Items listed in a dataset
──────────────────────────────

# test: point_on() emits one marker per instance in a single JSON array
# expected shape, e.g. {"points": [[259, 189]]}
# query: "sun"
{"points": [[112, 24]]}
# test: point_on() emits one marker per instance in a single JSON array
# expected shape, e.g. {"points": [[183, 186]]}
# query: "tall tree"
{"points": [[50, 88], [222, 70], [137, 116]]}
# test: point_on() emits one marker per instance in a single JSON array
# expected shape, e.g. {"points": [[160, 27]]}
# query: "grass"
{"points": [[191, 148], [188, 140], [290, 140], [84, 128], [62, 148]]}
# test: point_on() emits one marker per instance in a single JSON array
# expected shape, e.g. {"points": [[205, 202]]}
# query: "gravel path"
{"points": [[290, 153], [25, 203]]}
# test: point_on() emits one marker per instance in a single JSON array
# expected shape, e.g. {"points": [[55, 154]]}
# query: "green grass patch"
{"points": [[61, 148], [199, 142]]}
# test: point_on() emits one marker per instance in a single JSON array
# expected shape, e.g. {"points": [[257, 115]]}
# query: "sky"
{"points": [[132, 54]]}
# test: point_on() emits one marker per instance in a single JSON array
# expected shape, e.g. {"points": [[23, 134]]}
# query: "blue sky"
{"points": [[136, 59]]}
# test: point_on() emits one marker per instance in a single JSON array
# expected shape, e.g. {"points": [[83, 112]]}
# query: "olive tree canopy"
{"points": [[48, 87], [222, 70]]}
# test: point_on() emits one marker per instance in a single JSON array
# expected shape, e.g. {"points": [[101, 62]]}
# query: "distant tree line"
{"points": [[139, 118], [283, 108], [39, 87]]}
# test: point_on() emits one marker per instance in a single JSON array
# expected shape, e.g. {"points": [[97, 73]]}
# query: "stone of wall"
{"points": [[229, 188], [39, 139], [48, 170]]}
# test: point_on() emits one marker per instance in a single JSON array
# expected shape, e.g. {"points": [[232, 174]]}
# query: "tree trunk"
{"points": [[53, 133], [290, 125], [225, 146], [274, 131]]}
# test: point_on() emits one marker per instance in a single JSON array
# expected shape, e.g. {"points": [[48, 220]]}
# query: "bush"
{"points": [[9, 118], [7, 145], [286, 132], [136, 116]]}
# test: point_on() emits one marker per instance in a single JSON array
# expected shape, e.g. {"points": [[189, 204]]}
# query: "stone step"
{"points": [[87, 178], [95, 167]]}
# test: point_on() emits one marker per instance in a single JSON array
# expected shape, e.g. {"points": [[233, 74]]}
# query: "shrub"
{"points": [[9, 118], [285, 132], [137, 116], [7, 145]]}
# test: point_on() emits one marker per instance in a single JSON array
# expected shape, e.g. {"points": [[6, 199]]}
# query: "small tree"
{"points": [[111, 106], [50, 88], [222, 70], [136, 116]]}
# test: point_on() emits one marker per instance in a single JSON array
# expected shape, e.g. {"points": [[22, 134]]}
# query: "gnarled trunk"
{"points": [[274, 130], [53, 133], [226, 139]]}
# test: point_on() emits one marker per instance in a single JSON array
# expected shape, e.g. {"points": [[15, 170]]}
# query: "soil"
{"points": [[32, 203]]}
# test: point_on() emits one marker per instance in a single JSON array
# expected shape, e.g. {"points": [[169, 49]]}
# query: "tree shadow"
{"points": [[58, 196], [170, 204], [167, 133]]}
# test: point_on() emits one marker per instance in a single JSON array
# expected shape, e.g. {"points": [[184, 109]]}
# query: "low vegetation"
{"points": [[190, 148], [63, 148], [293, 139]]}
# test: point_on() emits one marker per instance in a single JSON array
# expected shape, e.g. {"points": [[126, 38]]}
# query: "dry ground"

──────────────────────────────

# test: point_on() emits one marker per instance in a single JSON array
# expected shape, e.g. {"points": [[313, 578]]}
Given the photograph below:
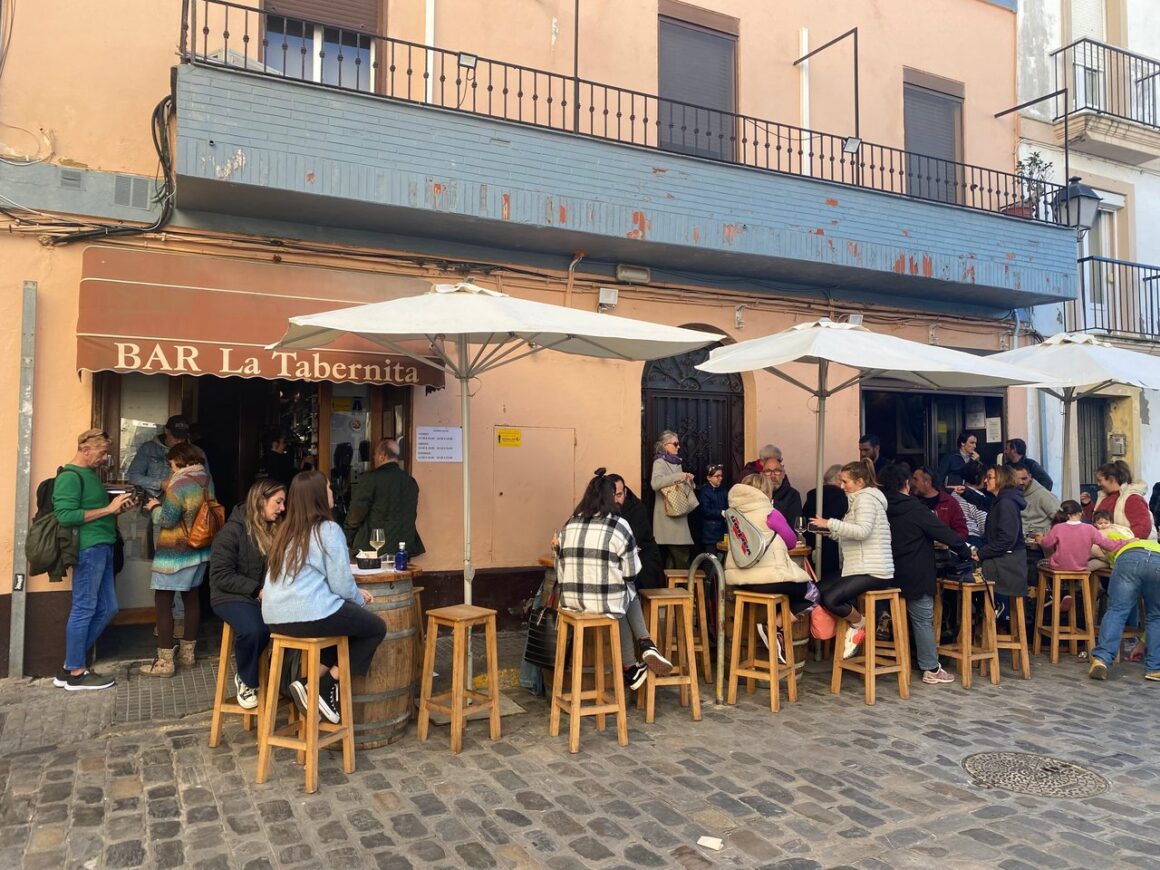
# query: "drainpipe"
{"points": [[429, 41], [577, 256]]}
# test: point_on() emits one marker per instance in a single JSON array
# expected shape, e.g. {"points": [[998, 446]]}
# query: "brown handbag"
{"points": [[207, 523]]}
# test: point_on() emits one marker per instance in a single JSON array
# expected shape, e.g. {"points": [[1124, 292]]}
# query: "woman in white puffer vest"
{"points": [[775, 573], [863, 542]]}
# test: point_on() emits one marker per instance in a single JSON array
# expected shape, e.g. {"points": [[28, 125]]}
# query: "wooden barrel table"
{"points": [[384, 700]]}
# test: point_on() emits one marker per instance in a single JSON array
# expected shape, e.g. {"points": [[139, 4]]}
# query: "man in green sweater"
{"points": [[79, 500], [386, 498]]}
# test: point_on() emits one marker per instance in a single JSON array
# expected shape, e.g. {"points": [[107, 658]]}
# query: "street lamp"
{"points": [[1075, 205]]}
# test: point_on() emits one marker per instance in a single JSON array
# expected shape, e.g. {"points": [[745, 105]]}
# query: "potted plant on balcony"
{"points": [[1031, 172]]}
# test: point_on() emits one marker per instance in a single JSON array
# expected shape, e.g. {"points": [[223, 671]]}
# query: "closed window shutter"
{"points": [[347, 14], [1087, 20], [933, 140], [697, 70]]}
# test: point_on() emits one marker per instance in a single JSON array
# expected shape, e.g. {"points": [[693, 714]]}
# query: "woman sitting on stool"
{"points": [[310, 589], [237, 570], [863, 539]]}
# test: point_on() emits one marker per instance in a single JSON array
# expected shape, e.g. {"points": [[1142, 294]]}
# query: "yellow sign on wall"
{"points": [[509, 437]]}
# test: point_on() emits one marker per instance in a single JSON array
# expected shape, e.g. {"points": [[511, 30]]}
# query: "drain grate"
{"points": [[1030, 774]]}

──────────────────────────────

● **Brief**
Pull out every line in the records above that contains the word "stone".

● **Solution below**
# query: "stone of wall"
# query: "stone step"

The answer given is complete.